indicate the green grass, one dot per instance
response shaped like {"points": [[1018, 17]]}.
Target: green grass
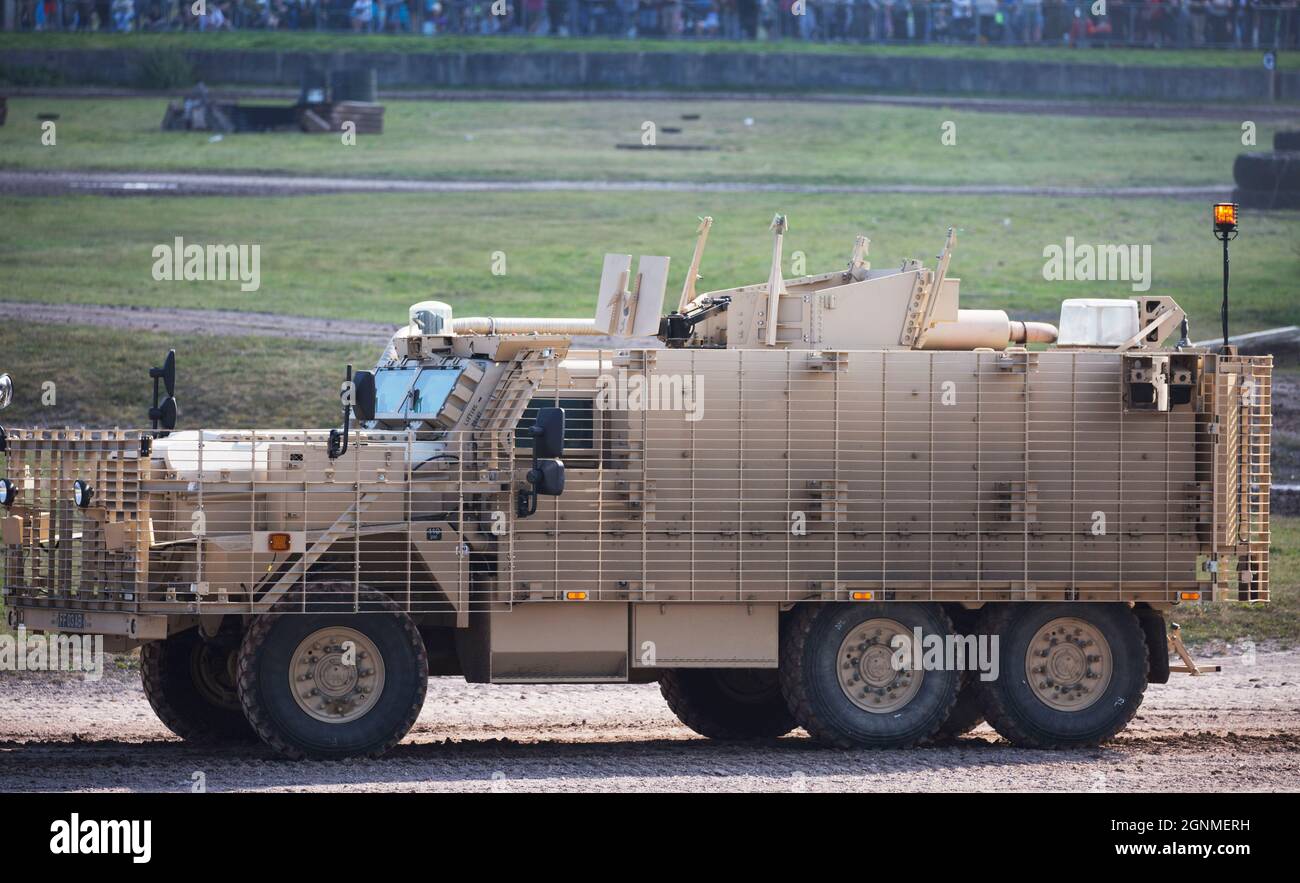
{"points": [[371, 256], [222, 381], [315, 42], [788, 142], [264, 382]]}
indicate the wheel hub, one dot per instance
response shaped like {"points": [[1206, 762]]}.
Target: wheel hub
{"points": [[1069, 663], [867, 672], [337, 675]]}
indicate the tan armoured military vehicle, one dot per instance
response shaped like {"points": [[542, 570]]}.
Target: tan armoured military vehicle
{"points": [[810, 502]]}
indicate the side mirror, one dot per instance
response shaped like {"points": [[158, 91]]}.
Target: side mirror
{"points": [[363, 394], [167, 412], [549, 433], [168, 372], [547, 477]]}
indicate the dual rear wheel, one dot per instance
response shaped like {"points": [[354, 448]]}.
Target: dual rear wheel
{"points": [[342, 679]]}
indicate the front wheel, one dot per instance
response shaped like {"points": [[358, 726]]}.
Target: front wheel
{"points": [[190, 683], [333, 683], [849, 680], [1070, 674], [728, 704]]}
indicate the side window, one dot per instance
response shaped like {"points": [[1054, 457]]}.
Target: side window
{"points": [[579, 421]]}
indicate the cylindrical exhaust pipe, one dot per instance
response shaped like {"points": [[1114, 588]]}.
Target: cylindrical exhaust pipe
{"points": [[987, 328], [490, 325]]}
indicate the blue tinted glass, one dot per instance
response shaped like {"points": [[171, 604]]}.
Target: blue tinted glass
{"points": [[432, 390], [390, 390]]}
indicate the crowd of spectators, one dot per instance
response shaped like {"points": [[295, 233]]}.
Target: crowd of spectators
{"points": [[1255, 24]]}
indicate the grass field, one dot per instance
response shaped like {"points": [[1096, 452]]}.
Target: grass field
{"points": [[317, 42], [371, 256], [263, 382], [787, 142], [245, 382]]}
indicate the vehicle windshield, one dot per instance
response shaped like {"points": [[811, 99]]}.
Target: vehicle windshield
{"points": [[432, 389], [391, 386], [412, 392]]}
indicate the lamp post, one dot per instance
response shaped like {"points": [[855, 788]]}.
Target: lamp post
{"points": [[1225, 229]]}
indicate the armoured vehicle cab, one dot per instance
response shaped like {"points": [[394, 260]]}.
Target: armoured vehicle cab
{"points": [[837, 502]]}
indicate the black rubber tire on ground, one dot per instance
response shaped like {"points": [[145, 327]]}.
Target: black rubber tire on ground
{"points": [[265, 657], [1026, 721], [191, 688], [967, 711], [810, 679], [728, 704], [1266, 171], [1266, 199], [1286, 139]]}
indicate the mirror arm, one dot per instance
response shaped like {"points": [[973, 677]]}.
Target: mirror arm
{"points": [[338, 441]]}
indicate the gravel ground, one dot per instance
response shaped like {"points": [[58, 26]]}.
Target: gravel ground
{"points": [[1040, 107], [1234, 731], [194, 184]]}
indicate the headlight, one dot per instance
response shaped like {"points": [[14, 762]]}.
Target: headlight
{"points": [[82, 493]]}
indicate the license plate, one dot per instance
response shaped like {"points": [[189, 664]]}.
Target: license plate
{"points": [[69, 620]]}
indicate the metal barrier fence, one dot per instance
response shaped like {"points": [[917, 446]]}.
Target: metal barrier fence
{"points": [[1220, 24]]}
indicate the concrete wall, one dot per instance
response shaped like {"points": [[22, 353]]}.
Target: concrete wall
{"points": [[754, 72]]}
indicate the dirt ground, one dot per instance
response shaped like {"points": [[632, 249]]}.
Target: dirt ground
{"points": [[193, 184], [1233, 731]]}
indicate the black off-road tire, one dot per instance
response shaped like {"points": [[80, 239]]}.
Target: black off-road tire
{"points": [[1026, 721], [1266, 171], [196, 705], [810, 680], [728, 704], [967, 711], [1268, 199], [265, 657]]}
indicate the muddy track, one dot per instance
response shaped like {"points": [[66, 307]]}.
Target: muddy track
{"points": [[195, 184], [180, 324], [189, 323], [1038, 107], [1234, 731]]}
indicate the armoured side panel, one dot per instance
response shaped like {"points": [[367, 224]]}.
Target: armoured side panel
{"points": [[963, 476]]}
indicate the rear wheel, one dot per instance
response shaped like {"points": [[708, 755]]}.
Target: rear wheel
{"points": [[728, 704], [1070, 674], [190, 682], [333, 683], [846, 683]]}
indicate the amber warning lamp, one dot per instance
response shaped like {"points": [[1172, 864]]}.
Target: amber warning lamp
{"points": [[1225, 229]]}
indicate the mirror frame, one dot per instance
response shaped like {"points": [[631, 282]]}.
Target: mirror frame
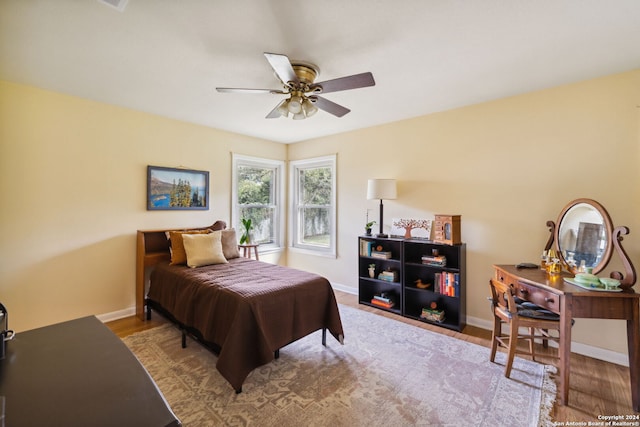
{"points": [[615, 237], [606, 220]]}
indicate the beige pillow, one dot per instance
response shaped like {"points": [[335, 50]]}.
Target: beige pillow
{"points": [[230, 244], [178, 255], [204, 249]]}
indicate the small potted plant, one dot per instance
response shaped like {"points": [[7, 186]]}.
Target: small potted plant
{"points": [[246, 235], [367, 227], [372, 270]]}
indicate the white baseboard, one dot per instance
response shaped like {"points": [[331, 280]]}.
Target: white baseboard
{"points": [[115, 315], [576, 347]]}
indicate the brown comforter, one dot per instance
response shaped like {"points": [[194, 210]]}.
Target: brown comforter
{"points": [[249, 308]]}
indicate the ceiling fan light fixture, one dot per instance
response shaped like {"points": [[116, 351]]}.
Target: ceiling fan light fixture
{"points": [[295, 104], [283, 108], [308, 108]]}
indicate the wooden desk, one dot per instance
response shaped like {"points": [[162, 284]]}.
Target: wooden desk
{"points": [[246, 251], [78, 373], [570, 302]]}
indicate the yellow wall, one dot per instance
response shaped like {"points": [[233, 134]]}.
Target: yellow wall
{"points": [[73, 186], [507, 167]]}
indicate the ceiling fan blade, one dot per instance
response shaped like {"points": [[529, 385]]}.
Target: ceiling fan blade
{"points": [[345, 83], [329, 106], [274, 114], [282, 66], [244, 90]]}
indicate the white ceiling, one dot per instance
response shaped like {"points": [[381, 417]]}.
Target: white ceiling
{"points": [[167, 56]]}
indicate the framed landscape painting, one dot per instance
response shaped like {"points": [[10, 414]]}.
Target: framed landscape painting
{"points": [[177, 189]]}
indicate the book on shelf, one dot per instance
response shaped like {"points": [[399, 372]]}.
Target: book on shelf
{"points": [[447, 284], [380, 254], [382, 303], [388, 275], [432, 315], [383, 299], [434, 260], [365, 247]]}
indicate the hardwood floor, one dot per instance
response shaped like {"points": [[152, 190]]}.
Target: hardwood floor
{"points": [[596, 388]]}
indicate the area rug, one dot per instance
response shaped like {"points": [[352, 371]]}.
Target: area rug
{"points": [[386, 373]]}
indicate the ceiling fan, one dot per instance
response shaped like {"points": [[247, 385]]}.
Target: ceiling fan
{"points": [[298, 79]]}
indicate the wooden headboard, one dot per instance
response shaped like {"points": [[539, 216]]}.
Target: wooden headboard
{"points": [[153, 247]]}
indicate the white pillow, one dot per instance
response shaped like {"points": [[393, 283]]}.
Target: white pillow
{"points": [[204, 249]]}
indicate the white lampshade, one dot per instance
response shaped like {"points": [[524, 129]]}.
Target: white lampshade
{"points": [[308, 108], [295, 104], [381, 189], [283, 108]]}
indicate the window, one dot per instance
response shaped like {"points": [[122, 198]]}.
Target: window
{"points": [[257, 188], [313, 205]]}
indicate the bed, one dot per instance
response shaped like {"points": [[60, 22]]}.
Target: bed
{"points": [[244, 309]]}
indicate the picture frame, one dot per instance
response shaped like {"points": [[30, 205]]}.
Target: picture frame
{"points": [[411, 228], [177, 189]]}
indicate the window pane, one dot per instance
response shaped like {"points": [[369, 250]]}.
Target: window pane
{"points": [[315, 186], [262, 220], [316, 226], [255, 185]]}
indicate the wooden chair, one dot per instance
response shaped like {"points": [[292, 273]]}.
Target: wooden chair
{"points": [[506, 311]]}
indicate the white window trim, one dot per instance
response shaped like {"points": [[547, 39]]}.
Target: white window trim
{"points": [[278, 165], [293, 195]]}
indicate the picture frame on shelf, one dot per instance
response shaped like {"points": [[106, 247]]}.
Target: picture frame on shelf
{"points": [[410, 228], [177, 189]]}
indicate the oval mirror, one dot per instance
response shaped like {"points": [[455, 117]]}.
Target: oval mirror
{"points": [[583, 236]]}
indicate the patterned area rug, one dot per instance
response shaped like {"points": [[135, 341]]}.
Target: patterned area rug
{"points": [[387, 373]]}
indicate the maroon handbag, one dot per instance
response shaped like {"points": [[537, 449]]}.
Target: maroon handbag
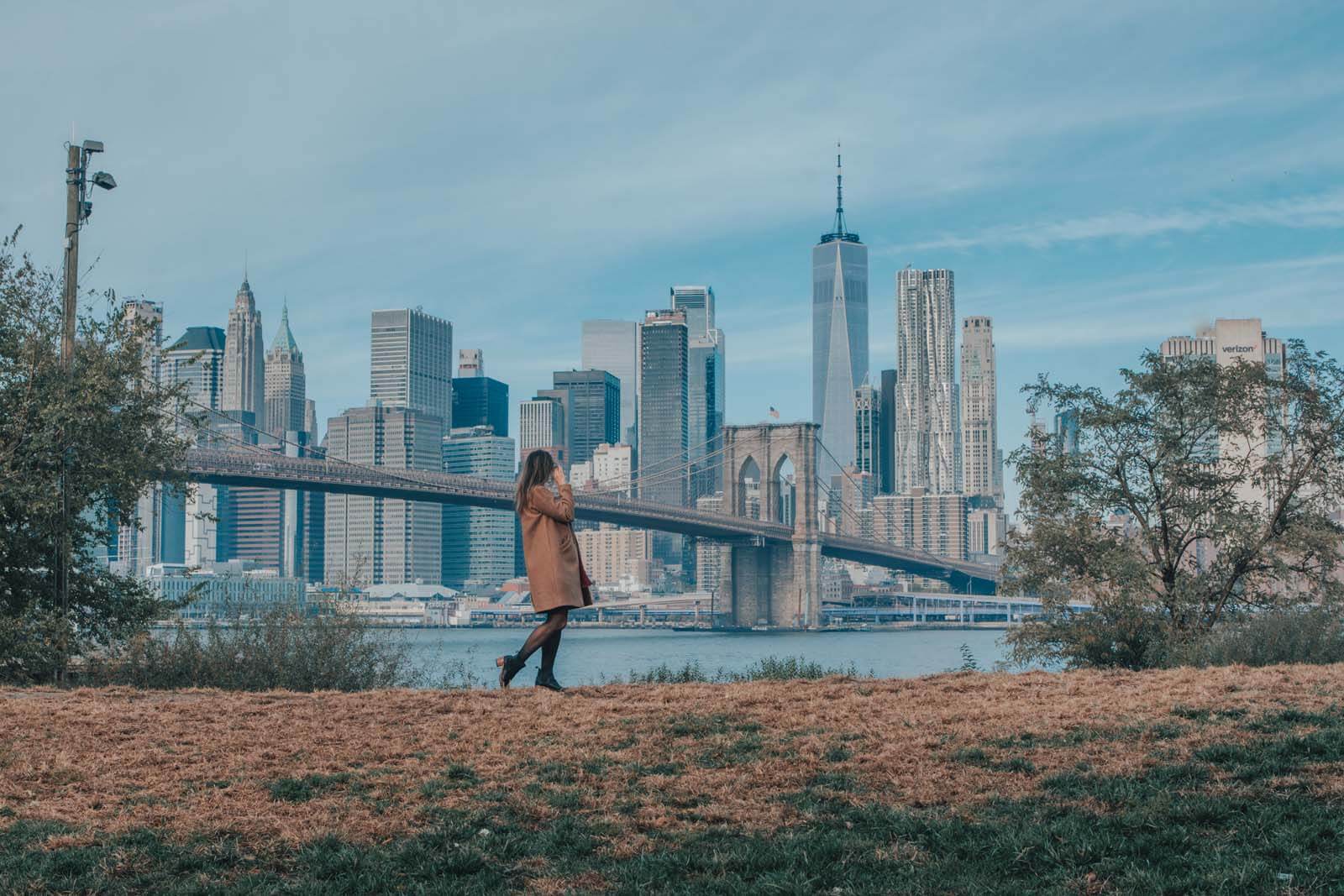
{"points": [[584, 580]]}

....................

Reproduce the data from the line containing "indicate the wooden chair, one" through the end of the data, including both of those endpoints and the requests. Multiply every point coordinate in the answers by 2.6 and round to the nearest whole number, with halves rounding up. Leave the requests and their format samples unchanged, and omit the pictures.

## Exercise solution:
indicate the wooden chair, one dot per instance
response shaped like {"points": [[292, 273]]}.
Target: wooden chair
{"points": [[1316, 809]]}
indicate the white window trim, one dot per instance
response shaped like {"points": [[547, 39]]}.
Target: white window trim
{"points": [[723, 429], [762, 507]]}
indicate the picture frame on shelf, one dot per instance
response shaped like {"points": [[106, 247]]}.
Target: picture frame on shelf
{"points": [[1066, 593], [460, 491]]}
indicate the oval mirror, one dot per instance
response shaped like {"points": [[455, 117]]}.
Target: oval mirror
{"points": [[1516, 614]]}
indicate the patterned area rug, one dot per instance
response shaped like {"points": [[135, 341]]}.
Target: patterned area rug
{"points": [[1006, 970]]}
indicate the maroon handbag, one dot per instance
response shaped like {"points": [[537, 449]]}.
Target: maroon handbag
{"points": [[1518, 1508]]}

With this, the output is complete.